### Bounding-box data
==========

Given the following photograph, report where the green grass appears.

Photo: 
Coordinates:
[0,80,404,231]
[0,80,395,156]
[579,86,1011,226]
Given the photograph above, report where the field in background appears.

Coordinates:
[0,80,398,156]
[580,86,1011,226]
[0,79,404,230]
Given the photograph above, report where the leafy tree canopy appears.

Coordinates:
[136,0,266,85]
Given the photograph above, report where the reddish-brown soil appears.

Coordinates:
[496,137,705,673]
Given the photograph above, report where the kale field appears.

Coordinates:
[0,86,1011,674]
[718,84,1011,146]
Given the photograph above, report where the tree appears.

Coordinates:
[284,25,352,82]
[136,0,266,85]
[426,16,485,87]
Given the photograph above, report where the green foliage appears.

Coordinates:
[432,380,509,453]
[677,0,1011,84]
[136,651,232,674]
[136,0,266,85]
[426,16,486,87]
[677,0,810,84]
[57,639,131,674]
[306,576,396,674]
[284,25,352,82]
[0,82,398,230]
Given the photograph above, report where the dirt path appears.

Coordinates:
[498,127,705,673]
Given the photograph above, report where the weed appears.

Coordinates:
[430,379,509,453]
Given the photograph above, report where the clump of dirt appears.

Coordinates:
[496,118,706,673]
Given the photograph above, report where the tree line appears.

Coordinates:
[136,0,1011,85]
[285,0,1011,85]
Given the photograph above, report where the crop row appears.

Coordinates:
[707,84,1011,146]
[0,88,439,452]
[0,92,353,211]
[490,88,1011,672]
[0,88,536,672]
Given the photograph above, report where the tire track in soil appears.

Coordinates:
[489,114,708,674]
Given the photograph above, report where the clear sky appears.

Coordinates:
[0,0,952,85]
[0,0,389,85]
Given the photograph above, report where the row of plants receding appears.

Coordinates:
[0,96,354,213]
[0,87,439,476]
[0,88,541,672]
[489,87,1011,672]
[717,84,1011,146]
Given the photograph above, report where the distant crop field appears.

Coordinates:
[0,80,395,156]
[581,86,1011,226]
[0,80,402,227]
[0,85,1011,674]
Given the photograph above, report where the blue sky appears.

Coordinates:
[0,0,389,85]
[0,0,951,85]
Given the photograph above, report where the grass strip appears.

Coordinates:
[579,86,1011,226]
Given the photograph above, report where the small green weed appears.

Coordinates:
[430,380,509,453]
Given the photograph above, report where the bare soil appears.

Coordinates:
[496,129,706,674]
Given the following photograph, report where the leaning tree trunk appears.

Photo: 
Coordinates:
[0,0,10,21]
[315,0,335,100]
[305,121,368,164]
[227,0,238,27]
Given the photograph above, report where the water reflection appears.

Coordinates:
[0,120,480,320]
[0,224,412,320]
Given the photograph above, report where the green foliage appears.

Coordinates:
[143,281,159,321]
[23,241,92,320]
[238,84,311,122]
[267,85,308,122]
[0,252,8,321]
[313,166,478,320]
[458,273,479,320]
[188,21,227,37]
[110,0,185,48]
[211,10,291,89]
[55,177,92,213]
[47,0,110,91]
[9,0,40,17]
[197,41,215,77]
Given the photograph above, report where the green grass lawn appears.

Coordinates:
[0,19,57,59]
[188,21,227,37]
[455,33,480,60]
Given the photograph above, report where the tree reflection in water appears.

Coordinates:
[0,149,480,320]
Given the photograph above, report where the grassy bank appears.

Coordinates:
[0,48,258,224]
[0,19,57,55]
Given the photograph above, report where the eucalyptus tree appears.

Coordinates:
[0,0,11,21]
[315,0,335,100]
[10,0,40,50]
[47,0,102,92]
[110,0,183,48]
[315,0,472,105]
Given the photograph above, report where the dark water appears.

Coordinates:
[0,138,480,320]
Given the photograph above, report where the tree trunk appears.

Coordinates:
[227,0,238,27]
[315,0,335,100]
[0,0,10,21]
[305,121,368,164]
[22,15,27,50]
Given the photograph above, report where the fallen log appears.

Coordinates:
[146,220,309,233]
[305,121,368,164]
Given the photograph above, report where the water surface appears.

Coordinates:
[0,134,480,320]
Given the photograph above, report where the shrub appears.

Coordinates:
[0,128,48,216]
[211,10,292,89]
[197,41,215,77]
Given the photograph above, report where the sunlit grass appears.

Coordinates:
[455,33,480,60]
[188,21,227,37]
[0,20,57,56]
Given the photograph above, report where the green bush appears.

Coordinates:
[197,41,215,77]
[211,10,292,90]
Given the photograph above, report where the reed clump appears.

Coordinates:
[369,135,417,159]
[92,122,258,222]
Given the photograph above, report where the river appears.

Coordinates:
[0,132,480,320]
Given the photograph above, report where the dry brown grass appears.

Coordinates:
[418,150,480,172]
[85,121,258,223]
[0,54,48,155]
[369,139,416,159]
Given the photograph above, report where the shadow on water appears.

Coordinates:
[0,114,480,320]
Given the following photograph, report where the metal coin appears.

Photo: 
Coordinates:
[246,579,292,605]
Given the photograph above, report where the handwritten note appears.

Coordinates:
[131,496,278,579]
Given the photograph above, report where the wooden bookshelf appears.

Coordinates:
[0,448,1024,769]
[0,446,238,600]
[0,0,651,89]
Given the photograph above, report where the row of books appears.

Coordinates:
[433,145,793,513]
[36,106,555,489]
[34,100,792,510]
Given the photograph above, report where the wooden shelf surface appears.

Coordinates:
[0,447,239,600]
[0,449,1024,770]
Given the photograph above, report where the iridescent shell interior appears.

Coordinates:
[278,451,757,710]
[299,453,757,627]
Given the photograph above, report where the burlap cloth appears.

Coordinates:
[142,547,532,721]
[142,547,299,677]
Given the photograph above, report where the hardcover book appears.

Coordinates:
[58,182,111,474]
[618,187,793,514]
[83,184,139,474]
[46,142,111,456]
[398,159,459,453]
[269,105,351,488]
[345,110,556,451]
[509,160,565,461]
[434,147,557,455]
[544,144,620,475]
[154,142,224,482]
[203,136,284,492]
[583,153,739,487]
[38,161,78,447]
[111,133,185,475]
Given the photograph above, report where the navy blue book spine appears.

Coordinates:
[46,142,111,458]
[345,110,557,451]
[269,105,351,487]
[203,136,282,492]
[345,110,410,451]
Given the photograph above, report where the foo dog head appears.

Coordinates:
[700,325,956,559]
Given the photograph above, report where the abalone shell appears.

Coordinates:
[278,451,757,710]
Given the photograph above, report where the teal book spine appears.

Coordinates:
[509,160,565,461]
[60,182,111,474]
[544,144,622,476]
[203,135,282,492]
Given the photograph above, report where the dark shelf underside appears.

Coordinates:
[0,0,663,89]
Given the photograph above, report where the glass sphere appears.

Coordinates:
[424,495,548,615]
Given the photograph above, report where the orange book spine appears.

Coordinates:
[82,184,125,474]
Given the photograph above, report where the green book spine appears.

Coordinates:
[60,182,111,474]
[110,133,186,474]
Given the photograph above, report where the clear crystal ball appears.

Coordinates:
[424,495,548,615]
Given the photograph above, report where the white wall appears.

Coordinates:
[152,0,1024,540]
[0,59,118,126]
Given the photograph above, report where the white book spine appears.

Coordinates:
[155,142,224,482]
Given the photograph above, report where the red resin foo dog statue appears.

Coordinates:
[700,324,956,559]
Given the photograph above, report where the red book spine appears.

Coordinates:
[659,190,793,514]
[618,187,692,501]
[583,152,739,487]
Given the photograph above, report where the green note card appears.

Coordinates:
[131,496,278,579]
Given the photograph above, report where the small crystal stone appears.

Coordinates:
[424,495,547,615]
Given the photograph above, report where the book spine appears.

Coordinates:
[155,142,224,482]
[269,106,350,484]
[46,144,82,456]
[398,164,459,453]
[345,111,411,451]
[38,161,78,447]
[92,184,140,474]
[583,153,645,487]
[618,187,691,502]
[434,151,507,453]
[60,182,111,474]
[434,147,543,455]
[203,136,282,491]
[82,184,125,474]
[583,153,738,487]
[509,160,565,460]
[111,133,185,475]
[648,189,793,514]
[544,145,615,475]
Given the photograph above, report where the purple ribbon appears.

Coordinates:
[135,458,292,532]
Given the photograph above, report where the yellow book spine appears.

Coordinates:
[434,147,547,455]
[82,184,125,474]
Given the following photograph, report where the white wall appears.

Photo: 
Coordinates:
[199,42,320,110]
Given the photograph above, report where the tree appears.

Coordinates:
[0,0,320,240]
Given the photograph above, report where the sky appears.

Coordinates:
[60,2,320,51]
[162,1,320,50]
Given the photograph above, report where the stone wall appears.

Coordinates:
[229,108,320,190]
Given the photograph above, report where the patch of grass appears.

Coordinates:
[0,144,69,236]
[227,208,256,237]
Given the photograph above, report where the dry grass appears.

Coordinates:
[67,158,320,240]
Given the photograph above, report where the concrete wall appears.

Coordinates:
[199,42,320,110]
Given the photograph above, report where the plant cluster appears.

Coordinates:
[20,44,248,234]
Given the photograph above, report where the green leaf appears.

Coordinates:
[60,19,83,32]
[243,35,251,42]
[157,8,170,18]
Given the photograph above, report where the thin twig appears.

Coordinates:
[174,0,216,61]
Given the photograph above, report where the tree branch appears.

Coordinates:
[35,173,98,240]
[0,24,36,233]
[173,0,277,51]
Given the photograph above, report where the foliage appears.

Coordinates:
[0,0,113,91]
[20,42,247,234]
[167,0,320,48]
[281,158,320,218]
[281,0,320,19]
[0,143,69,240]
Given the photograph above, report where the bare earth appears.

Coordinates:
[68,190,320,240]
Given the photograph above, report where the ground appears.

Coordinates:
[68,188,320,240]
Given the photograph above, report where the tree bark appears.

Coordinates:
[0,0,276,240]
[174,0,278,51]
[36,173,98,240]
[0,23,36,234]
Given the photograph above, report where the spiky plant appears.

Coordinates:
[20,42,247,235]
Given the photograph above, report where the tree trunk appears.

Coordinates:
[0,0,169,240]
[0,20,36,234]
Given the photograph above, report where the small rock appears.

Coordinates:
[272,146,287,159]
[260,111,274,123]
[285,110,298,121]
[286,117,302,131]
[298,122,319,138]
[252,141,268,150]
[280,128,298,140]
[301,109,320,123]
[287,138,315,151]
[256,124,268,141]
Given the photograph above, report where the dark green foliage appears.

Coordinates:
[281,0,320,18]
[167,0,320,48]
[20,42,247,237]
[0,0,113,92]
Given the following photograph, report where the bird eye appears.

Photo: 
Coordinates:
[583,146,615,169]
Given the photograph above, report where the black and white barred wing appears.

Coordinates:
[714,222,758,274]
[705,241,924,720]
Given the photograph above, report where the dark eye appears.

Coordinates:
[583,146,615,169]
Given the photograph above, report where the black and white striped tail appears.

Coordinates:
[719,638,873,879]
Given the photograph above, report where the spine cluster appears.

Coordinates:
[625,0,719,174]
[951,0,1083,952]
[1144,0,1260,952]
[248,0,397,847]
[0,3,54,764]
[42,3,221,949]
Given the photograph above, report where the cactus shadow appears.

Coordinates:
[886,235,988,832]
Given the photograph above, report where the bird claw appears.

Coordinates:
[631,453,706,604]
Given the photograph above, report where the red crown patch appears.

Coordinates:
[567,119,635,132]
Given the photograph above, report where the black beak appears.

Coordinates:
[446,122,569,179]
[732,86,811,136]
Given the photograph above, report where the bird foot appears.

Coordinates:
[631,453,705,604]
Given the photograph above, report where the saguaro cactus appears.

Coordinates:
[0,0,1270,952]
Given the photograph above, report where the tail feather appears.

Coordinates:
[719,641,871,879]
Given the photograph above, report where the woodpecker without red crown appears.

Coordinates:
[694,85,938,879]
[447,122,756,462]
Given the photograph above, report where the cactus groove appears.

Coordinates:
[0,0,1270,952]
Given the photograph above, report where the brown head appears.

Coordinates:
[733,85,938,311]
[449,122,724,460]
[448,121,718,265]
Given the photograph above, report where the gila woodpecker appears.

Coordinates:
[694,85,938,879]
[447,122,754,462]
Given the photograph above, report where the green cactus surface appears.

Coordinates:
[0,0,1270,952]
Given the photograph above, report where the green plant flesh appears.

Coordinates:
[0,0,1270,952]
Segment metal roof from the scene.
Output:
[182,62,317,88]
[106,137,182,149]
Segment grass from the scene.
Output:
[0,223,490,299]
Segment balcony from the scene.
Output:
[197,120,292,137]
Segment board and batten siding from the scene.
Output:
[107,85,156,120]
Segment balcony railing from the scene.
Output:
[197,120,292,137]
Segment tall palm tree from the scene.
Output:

==========

### WHAT YOU HAVE TO DO
Put the lines from the one containing "Given the photograph above, report where the white wall" through the one containing "[424,495,547,615]", both included, into a JSON list of strings with one string per line. Skip blank lines.

### RESULT OF THIS EXERCISE
[
  "Given the photograph above, report where the white wall appears.",
  "Coordinates:",
  "[152,0,1024,540]",
  "[0,59,118,126]",
  "Given the photograph above, report where the white book spine appears.",
  "Coordinates:",
  "[155,142,224,482]",
  "Given the photograph above, report where the red resin foo dog statue appears.",
  "Coordinates:",
  "[700,324,956,559]",
  "Given the photograph above, report where the red book spine appears.",
  "Coordinates:",
  "[659,190,793,514]",
  "[618,187,692,501]",
  "[583,152,739,487]",
  "Given the photograph above, report where the green note card appears.",
  "Coordinates:",
  "[131,496,278,579]",
  "Given the photograph above, report where the small crystal stone appears.",
  "Coordinates:",
  "[424,495,547,615]"
]